> [TASK BRIEF]: Will you extract the entries word for word? Images should not appear in the copy.

> [DATA]:
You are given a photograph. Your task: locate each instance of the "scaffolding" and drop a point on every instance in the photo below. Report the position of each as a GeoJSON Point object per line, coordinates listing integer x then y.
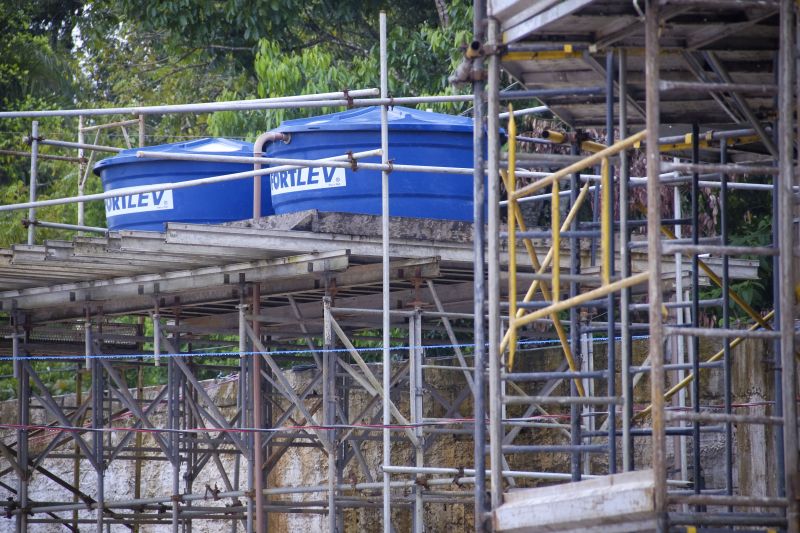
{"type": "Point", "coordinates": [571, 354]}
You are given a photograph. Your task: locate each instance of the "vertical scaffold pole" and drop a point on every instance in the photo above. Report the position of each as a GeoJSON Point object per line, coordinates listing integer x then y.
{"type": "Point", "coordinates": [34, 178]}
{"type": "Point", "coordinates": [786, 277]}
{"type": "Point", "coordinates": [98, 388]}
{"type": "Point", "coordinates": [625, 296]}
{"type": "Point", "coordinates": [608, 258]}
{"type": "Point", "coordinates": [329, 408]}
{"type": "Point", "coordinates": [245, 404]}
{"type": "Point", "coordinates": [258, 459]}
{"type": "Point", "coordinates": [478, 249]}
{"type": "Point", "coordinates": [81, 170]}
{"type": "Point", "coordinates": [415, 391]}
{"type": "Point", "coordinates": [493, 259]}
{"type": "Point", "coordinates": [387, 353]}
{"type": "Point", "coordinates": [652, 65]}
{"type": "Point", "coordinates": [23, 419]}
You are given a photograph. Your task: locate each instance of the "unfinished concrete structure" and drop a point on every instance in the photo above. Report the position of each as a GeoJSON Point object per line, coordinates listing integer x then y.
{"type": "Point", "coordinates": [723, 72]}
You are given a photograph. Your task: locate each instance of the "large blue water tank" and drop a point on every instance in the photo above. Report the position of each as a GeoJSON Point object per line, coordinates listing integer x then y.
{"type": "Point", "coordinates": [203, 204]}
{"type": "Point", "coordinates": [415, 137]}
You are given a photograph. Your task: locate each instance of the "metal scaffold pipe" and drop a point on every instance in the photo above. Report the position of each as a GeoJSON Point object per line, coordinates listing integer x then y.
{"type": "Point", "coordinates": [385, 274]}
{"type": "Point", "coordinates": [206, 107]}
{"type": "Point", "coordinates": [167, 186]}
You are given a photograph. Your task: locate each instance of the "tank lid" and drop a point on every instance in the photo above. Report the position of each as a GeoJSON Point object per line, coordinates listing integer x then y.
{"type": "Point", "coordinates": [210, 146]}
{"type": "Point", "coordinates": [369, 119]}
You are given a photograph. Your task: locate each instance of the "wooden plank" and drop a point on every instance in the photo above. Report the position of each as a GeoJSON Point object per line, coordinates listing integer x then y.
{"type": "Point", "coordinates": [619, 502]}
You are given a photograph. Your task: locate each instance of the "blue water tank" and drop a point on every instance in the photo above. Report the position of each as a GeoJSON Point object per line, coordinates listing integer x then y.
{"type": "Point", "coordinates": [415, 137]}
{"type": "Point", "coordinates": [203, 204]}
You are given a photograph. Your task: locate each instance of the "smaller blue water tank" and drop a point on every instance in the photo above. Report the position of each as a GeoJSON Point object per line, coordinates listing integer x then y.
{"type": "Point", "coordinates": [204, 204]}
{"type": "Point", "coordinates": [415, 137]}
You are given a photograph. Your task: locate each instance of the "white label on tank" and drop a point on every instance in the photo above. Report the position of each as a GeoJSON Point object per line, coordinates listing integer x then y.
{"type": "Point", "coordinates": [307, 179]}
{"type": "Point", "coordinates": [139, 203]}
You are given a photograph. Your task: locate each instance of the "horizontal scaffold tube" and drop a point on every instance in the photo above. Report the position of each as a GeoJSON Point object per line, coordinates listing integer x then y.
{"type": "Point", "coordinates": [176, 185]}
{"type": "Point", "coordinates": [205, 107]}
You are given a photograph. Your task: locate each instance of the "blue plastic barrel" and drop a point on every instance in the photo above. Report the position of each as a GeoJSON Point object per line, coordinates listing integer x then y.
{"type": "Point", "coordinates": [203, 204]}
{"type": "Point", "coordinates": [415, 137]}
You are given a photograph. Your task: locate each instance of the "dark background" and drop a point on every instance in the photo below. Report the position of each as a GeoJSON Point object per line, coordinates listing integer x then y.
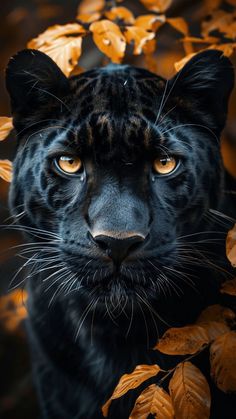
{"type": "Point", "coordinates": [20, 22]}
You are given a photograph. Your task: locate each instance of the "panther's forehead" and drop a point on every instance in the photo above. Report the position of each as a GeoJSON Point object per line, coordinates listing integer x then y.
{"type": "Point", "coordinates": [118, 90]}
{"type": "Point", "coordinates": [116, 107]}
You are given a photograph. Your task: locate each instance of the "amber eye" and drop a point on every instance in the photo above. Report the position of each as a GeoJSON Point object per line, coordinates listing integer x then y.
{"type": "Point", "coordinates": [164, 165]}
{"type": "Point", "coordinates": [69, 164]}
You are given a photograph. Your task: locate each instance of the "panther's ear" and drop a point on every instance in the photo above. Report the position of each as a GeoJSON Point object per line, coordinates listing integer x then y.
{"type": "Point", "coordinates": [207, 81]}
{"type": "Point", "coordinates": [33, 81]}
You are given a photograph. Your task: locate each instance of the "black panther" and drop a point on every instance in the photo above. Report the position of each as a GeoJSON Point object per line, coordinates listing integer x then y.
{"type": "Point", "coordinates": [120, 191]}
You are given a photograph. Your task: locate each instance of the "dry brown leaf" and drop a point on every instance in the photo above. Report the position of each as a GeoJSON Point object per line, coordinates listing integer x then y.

> [RESULT FOR THIS TASK]:
You are given a photograph. Your task: locate each instance of the "scaffolding" and drop a point on every instance in the photo below. Report the position of each as a GeoJSON Point object per line, coordinates listing integer x then y.
{"type": "Point", "coordinates": [571, 354]}
You are given a photograph. Your task: locate each instance of the "vertical scaffold pole" and drop a point on every instance in the photo above. Report the position of each as a GeoJSON Point object per line, coordinates listing integer x then y.
{"type": "Point", "coordinates": [34, 178]}
{"type": "Point", "coordinates": [786, 277]}
{"type": "Point", "coordinates": [98, 388]}
{"type": "Point", "coordinates": [625, 296]}
{"type": "Point", "coordinates": [608, 258]}
{"type": "Point", "coordinates": [329, 408]}
{"type": "Point", "coordinates": [245, 404]}
{"type": "Point", "coordinates": [258, 459]}
{"type": "Point", "coordinates": [478, 249]}
{"type": "Point", "coordinates": [81, 170]}
{"type": "Point", "coordinates": [415, 391]}
{"type": "Point", "coordinates": [493, 259]}
{"type": "Point", "coordinates": [387, 353]}
{"type": "Point", "coordinates": [652, 65]}
{"type": "Point", "coordinates": [23, 419]}
You are given a photograph. Your task: locate each instance of the "unfinished concrete structure" and drop a point on every instance in the photo above. Report the position of each as a GeoJSON Point object per line, coordinates listing integer x then y.
{"type": "Point", "coordinates": [723, 72]}
You are given a photograph. Your task: locate each instance of the "large blue water tank" and drop a point on every instance in the photo above. Report the position of each as a GeoJSON Point object per line, coordinates listing integer x then y.
{"type": "Point", "coordinates": [203, 204]}
{"type": "Point", "coordinates": [415, 137]}
You are given a photograph. Your task: locate each instance of the "metal scaffold pipe" and drop a point on every instance in the photo above. Report the position of each as a GeoJSON Point object per line, coordinates listing integer x then y.
{"type": "Point", "coordinates": [385, 274]}
{"type": "Point", "coordinates": [206, 107]}
{"type": "Point", "coordinates": [167, 186]}
You are given a photograph. Your task: locate each instance of the "tank lid" and drop a point on every instance in the photo above. Report the position of each as a GeoJSON Point object per line, coordinates listing integer x then y.
{"type": "Point", "coordinates": [210, 146]}
{"type": "Point", "coordinates": [369, 119]}
You are given a photograph. Your task: locate each instance of the "wooden plank" and drop a point on every instance in the photo above. Report the position of each as a GeoJSON Point object per line, coordinates listing integer x then y.
{"type": "Point", "coordinates": [619, 502]}
You are given a photograph. Your task: locate each instance of the "blue water tank" and drop a point on every instance in the photo above. Report the position of each as a GeoJSON Point object per line, coordinates listing integer x then y.
{"type": "Point", "coordinates": [415, 137]}
{"type": "Point", "coordinates": [203, 204]}
You are given a photograph. Your task: locate each instance of the "smaller blue water tank" and drop a point on every instance in the photo above. Report the position of each as a GeoJSON Point object per line, coordinates listing integer x then y.
{"type": "Point", "coordinates": [204, 204]}
{"type": "Point", "coordinates": [415, 137]}
You are given a photograph. Your task: locate each instance of the "white label on tank" and drop a point on every instance in the photo above. Report the position of each as a GeoJSON Point object per line, coordinates listing integer x then y.
{"type": "Point", "coordinates": [307, 179]}
{"type": "Point", "coordinates": [139, 203]}
You are given a photograph. Your task: locate each instance of the "horizontal scaffold tube" and drop a point on every instance in the photo above. Report the position of each as a GeoJSON Point object per line, coordinates listing integer x then y.
{"type": "Point", "coordinates": [176, 185]}
{"type": "Point", "coordinates": [205, 107]}
You are given a photograph. Your task: locate each instance of the "blue plastic barrel" and drop a point on every instance in the photo above. Report the position of each as a GeoJSON Point object per line, coordinates listing integer x then y.
{"type": "Point", "coordinates": [203, 204]}
{"type": "Point", "coordinates": [415, 137]}
You are given a photograph. Your task: locate each instance of the "dark background" and drop a point on every instance in the photo below. Report the position of each as a GeoJSON Point object per line, coordinates listing integer x then y.
{"type": "Point", "coordinates": [20, 22]}
You are given a photograph. Your task: locate each instance of the "panther's forehead" and drop a point on every instance in the photo above. Report the position of each as a GeoJSON Point object per line, coordinates listing integer x then y.
{"type": "Point", "coordinates": [118, 90]}
{"type": "Point", "coordinates": [116, 107]}
You are given a photograph. Your task: locate each instance of the "amber eye" and drop a point on every instance in the photo above. Report the position of each as a GeoJSON Point object per line, coordinates listing integer x then y.
{"type": "Point", "coordinates": [164, 165]}
{"type": "Point", "coordinates": [69, 164]}
You are given a photograph. Your task: locate each instance of the "panther's ear" and drop a point on every instance in the photo above. Report the position of each as a GeoJSON Point object per line, coordinates listing integer x then y.
{"type": "Point", "coordinates": [207, 81]}
{"type": "Point", "coordinates": [33, 81]}
You are given a photograph. Your task: locate each instance of the "black panther" and drop a point on every instance in the photo above. Report the position of each as a GeoJSON Point object per line, coordinates listing integer x then y.
{"type": "Point", "coordinates": [120, 191]}
You are given a photograph. Your task: locate each instance of the "dry brown leaf" and drop a point on every instance in the photo above. Report the position of each as a GeoJSON Point object per line, coordinates listing integer x then y.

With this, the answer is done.